Start of Block

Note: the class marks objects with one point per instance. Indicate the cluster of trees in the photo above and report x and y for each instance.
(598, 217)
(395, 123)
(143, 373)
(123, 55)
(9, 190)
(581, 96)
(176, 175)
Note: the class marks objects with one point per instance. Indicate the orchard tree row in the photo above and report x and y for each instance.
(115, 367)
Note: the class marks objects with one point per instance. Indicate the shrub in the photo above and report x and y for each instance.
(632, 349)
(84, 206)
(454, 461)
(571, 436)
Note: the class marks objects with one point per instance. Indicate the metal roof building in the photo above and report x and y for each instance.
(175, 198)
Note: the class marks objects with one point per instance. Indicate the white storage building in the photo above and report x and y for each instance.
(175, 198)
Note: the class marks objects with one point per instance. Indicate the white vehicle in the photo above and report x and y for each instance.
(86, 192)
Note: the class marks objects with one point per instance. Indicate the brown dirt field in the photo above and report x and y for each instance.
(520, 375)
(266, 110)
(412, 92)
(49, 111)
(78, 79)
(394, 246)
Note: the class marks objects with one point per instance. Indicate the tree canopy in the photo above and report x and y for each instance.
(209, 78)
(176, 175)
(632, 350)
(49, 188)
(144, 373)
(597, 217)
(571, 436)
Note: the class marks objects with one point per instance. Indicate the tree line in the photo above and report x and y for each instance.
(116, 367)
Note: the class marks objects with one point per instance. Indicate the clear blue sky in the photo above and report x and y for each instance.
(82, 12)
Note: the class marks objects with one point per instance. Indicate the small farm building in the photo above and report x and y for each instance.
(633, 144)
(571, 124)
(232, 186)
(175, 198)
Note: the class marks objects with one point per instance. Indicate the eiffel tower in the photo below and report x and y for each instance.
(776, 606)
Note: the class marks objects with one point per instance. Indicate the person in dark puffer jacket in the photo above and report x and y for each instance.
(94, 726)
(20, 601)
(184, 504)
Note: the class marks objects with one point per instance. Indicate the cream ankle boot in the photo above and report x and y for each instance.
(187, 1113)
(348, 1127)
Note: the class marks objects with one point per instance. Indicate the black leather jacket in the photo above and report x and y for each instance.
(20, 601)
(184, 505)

End of Block

• _PROBLEM DESCRIPTION_:
The reply must hold exactly the lines from the one containing "Indicate the person" to the last line of the entries, and nothing more.

• _RESULT BELOW_:
Note: the class marks objects with one point per instance. Indicate the person in dark puffer jacket in the photo above and report x and y for each instance.
(94, 726)
(20, 601)
(184, 504)
Note: the class marks objects with one point per instance. Indicate the cream ankle boot in the photo above and report x and y for each instance.
(187, 1113)
(348, 1127)
Note: the class marks objects with one point per instance. Indicate the black leather jacket in the photo above and report x and y for each instance.
(20, 601)
(184, 505)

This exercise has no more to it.